### Your goal
Transcribe the lines below verbatim, skipping the images.

[Stored data entries]
● ● ● ● ●

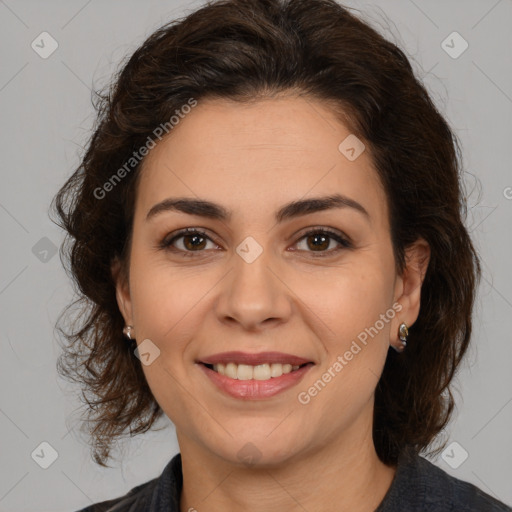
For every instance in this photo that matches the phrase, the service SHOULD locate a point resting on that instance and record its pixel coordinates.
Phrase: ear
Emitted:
(408, 286)
(122, 291)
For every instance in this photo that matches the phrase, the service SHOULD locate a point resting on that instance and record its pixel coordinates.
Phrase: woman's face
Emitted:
(256, 282)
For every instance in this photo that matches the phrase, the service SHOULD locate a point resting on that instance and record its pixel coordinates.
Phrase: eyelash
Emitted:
(166, 244)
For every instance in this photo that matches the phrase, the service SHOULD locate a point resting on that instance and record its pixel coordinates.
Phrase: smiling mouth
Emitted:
(264, 371)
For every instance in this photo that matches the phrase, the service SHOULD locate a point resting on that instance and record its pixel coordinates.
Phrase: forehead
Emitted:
(254, 157)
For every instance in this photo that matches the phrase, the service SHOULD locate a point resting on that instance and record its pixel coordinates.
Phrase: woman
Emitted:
(267, 228)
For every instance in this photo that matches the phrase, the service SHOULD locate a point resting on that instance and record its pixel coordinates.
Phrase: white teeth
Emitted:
(258, 372)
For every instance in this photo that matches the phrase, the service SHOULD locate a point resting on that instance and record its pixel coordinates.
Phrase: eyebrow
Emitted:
(210, 210)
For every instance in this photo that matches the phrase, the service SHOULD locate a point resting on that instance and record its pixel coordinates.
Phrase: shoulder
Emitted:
(442, 489)
(136, 499)
(161, 493)
(419, 485)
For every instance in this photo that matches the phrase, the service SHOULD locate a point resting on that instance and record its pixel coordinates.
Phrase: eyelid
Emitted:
(342, 239)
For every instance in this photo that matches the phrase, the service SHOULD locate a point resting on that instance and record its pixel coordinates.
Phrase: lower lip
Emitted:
(255, 389)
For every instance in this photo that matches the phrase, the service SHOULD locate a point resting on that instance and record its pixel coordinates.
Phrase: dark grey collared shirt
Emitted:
(418, 486)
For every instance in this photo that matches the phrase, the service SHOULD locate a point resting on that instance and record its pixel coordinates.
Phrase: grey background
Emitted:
(46, 118)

● ● ● ● ●

### Exercise answer
For every instance in this photo that matches the phrase, the service SHOULD locate a point resting on that instance and record its pixel coordinates.
Phrase: ear
Emitted:
(408, 286)
(122, 291)
For every instance in this photo that matches the phrase, the service SHOULD locate a point resting on that instance and record its pixel coordinates.
Phrase: woman's face
Emitted:
(256, 282)
For every instance in this photo that matches the phrase, the service SHOULD locate a point resting on that instance and record its pixel coordinates.
Phrase: eyelash
Emitted:
(166, 244)
For every instance in this photo that matches the phrase, the service SHOULD locate a point resting on that instance and record its pixel coordinates.
Phrase: smiling mouth
Emitted:
(264, 371)
For every instance in this photo that matches the phrase, the service SHOULD locate a point resting on that instance and record its pixel coordinates.
Phrase: forehead
Emitted:
(254, 157)
For every instance in this photo that matches the phrase, the service SHOULD locate a point resting on that instance and record its pixel coordinates.
Phrase: woman
Emitted:
(267, 228)
For every instance in this photo that matches the phrase, the service SHOULD locate a point resting on that instance and record its pixel coordinates.
Phrase: white teeth
Emitted:
(258, 372)
For every instance in this photo that matches the phrase, the service SHOULD locate a point resting on that instance and record its pixel coordinates.
Phrase: eyebrow
Emitted:
(210, 210)
For every instance in this photo that matches the phrase, the service SHOULD locate a point resting on that instance and record its pixel coordinates.
Phrase: shoulder
Emitted:
(442, 489)
(136, 499)
(161, 493)
(419, 485)
For every instance in this photo that matches the phrase, the service SHOULD locate a point resting on that instance and record its pixel coordinates.
Phrase: eyelid
Emitted:
(342, 239)
For every instance in this photo that matches the phrase, the service SHOULD locate a point resting on that instance and record its pixel coordinates.
Phrase: lower lip
Emitted:
(255, 389)
For every instance in this photo that matches the phrase, the service SHOULD locate a point resting on that instance and record its pixel coordinates.
Phrase: dark grey collared shirt
Emitted:
(418, 486)
For every instance in this photo that matches the phrase, the service SHOULD locate a point resting on that instance and record its pixel coordinates.
Phrase: grey background
Emitted:
(46, 118)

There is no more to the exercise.